ФРАГМЕНТ ТЕКСТА |
+++

Пальто получалось почти как новое, Ленин – почти как гуманист.
Дома ко всем моим гуманитарным завихрениям относились опасливо, но лояльно.
Когда я вдруг заявил, что хочу попробовать не акварель, а масло, родители купили этюдник, подрамники, кисти, тюбики с краской, все, что положено. Это и стоило немало, и места занимало немерено, и квартира вся провоняла масляными красками. Когда я наконец бросил живописать, все вздохнули с облегчением – в самом прямом смысле этого слова.
Стихи поначалу казались более безобидным занятием. Синий томик Мандельштама, купленный на черном рынке, удивил отца непомерной ценой, но все же внешне напоминал другие книги из обширной домашней библиотеки. Хотя другие книги были потолще, посолидней.
Впрочем, я снова забежал далеко вперед. Стихи, Мандельштам – это уже “Девятый класс. Вторая школа”. А книги возникли в моей детской жизни довольно рано. Однако все началось не как положено, с репок и колобков, а с корешков.
Перед сном кресло раскладывалось в кровать вдоль бесконечных библиотечных шкафов, и потому читать я учился, упрямо борясь с неминуемым сном, по тем корешкам книг, что оказывались на уровне полусонных глаз.
Я лежа читал корешки подряд, снизу вверх:
Это были миниатюрные книжки издательства “
Когда мама вернулась из ташкентской эвакуации, квартира была пуста. Ни стола, ни стула, ни библиотеки.
Все объяснил немногословный дворник, очень уважавший деда: “Очень холод был”. Книги, как и мебель, ушли на обогрев лютой военной зимой, помогли его семье выжить. Не худшая, надо признать, участь для книг.
От всей дедовской библиотеки остались только эти маленькие книжечки (поскольку баловство, тепла никакого) и еще – огромные парадные тома собрания пушкинских сочинений с дерматиновыми бакенбардами на обложке, выпущенные к отмечавшемуся с размахом юбилею его смерти в 1937 году.
После грандиозных государственных поминок по Александру Сергеевичу наш дворник проникся таким уважением к солнцу русской поэзии, что не сжег Пушкина, поскольку, в отличие от барона Жоржа Шарля д’Антеса, вовремя осознал, на что он руку поднимал.
Эти пушкинские тома с роскошными картинками, укрытыми шуршащей папиросной бумагой, я любил рассматривать, еще не умея толком читать.
В детский сад я не ходил, был абсолютно домашним ребенком. И никаких пионерлагерей в моем детстве не было. На все лето снимали дачу – в Малаховке или в Кратове (где ж еще).
Мы жили там с бабой Эсей, мама привозила из города продукты.
Помню, открывается скрипучая калитка, возникает мама с двумя авоськами, я бегу к ней через дачный участок, утыкаюсь в маму лицом и, задрав голову, смотрю на нее.
Потом мы вместе идем к дому, и я, счастливый, держусь за мамину юбку.
Угрюмые лингвисты после оборота
Каждую зиму папа ездил в Кисловодск, в санаторий Академии наук, – худеть. Сидел на строгой диете, пил нарзан из специального стакана с носиком, ежедневно ходил в горы – попеременно на Большое (далеко) или Малое (ближе) седло.

+++

НЕОБРАБОТАННЫЕ СТРОКИ |
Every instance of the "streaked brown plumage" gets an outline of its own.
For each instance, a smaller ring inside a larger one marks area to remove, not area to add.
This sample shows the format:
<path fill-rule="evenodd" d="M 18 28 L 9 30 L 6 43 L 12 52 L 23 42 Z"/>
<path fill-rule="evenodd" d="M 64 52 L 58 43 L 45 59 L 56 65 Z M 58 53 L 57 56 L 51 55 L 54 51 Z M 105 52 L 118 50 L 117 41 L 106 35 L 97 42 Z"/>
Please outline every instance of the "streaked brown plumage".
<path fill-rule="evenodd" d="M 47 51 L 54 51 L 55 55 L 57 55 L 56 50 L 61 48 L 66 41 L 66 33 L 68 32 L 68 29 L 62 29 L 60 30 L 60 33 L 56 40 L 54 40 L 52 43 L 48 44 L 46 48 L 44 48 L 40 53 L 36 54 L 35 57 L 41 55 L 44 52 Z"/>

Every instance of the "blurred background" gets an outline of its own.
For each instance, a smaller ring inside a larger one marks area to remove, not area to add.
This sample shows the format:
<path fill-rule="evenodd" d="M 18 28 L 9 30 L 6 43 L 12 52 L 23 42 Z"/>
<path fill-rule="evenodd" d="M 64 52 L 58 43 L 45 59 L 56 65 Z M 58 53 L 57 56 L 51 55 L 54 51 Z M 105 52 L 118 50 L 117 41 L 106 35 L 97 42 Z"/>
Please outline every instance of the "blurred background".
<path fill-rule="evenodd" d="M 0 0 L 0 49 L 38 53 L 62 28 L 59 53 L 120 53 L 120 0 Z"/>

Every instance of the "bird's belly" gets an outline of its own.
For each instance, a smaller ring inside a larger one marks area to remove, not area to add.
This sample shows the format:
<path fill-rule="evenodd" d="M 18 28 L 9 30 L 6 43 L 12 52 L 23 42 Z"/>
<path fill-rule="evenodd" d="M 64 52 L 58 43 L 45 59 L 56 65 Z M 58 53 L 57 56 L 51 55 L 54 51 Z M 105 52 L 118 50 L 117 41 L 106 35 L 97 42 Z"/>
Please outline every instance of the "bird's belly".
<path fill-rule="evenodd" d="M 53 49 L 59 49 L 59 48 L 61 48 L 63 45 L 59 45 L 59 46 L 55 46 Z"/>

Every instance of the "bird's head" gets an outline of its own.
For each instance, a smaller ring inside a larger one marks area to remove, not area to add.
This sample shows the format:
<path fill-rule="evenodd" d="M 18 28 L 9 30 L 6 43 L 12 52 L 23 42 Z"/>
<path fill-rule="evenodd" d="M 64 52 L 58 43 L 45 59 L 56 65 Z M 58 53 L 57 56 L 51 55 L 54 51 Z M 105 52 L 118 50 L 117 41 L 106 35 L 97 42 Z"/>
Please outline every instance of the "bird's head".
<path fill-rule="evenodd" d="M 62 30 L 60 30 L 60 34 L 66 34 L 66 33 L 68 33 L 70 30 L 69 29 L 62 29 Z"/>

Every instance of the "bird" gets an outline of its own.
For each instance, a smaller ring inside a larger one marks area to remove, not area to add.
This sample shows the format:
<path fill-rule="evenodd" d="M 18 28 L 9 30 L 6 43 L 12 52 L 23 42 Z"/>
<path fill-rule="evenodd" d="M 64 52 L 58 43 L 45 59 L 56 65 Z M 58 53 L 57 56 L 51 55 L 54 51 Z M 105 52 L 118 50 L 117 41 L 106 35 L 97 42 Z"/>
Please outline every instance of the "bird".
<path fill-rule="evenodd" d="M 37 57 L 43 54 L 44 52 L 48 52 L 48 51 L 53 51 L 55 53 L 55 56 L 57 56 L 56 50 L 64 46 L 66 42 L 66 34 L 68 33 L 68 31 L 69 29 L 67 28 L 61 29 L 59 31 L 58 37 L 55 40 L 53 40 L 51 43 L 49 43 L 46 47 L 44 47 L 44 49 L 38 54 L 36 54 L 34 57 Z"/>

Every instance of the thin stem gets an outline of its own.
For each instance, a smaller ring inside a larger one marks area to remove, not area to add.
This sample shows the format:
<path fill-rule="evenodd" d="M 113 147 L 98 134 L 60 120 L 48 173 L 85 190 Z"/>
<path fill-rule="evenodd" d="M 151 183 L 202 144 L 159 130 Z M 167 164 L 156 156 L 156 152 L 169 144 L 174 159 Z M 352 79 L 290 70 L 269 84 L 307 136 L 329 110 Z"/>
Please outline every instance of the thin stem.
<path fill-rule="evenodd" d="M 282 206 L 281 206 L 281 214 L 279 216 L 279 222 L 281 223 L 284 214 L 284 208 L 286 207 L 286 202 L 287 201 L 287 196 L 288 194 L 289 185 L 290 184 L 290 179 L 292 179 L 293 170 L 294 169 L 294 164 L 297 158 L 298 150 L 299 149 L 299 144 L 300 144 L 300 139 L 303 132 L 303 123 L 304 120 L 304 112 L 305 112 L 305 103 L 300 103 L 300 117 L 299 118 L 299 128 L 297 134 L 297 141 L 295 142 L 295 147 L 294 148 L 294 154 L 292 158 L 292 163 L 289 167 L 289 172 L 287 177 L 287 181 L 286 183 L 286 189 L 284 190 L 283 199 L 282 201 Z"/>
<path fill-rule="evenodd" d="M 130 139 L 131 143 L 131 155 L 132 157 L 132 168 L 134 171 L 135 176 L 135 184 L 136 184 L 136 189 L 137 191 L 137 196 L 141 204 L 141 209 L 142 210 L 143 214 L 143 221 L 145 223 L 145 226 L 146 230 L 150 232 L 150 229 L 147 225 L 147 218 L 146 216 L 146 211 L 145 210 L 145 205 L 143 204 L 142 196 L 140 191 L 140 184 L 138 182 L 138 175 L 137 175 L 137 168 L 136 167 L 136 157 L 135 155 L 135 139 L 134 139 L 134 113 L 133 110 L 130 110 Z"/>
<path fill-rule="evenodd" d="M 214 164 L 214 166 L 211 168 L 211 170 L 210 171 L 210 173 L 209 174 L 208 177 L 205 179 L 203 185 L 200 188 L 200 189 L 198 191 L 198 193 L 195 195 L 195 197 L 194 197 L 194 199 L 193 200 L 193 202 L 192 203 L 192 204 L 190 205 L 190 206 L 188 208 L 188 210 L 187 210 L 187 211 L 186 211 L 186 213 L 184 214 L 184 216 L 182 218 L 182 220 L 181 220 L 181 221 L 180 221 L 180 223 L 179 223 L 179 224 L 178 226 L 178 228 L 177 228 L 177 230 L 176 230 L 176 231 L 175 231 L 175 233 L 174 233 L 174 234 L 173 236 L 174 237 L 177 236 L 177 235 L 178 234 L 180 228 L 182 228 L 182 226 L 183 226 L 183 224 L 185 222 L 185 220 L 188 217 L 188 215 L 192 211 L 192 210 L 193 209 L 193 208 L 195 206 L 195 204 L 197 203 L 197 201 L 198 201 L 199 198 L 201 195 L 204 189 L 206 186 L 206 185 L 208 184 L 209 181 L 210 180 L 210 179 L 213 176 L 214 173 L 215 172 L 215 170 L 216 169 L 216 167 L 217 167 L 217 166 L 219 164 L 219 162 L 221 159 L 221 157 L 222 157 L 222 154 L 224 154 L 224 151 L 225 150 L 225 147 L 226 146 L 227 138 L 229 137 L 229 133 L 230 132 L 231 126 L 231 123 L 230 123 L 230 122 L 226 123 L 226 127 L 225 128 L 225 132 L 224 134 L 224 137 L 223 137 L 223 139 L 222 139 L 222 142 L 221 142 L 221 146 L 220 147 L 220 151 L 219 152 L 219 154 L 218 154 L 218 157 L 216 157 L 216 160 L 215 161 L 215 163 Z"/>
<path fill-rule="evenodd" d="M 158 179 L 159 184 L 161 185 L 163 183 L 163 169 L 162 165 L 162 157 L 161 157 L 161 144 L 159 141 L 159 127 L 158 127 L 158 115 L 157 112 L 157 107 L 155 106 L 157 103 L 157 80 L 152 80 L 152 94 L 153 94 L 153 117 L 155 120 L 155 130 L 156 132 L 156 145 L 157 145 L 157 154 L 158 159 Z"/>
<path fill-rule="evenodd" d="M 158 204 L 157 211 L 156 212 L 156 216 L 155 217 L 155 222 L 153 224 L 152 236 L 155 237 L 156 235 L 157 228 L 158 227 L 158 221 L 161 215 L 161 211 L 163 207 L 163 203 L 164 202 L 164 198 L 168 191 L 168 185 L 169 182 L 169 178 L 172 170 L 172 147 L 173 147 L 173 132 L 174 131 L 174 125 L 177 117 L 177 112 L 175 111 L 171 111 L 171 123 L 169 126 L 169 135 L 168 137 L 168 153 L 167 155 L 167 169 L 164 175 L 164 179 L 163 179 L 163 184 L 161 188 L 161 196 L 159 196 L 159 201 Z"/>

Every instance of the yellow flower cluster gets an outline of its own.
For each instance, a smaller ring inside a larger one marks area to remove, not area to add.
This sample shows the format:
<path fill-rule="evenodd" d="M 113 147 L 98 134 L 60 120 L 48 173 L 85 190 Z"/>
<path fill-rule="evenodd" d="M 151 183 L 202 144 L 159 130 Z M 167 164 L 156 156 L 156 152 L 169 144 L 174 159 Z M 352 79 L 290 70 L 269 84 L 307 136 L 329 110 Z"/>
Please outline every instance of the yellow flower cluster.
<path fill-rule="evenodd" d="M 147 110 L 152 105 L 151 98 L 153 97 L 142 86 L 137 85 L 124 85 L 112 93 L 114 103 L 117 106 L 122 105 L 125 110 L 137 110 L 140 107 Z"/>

+++

ЗАПРОСЫ |
a – Ответьте по фрагменту воспоминаний на вопросы:
(i) Что купили родители после заявления о желании попробовать масло вместо акварели?
(ii) На что, по словам дворника, ушли книги и мебель?
(iii) Куда каждую зиму ездил папа?
b – Выведите без изменений часть фрагмента воспоминаний: всё от слов «Потом мы вместе» вниз до слов «Малое (ближе) седло.».
c – Допишите следующую часть фрагмента воспоминаний о детстве, начиная сразу после его последнего предложения.
Строки никак не связаны с фрагментом воспоминаний.

ВЫПОЛНЕННЫЕ ЗАДАНИЯ |
a –
(i) Этюдник, подрамники, кисти, тюбики с краской, все, что положено.
(ii) На обогрев лютой военной зимой.
(iii) В Кисловодск, в санаторий Академии наук.

b –
Потом мы вместе идем к дому, и я, счастливый, держусь за мамину юбку.
Угрюмые лингвисты после оборота
Каждую зиму папа ездил в Кисловодск, в санаторий Академии наук, – худеть. Сидел на строгой диете, пил нарзан из специального стакана с носиком, ежедневно ходил в горы – попеременно на Большое (далеко) или Малое (ближе) седло.

c –
Иногда, отправляясь в Кисловодск, он брал нас с собой, но жили мы с мамой не в санатории (с детьми нельзя), снимали комнату неподалеку.
В горы вела единственная удобная дорога (вспоминается манерное слово “терренкур”) – разминуться было невозможно. Там мы и встречались.
Ухоженная горная тропа. Нежаркое зимнее солнце. Дышится легко и даже весело.
Мама от полноты чувств высокопарно произносит: “Воздух пьянит”, но это – мимо, я еще в том возрасте, когда слово “пьянит” не означает ничего определенного.
Сверху спускается наш дотошный и методичный папа, который с утра уже отправился в горы. Я увидел его первым. Он тоже видит нас, улыбается, машет. Мы с мамой движемся ему навстречу, но не бежим. Мы даже немного медлим, продлевая предвкушение встречи.
Это воспоминание возникает иногда рано утром, когда уже не спишь, но еще не проснулся. Особенно если солнце на лицо попадет.
И еще я помню вальс-бостон на санаторной танцплощадке, который плавно и, пожалуй, даже вальяжно танцуют папа с мамой. И получают от массовика-затейника приз: пластмассовую мыльницу. Я был очень горд своими родителями.
Про школу
Про то, как я ходил в дошкольную детскую группу в саду ЦДСА, как меня запихнули на год раньше в школу, что была прямо под окнами родительской спальни, как вскоре перевели во французскую спец, – про все это я поторопился рассказать в повести “Девятый класс. Вторая школа”, когда никакого “Приквела” еще и в мыслях не было. Так что не будем повторяться.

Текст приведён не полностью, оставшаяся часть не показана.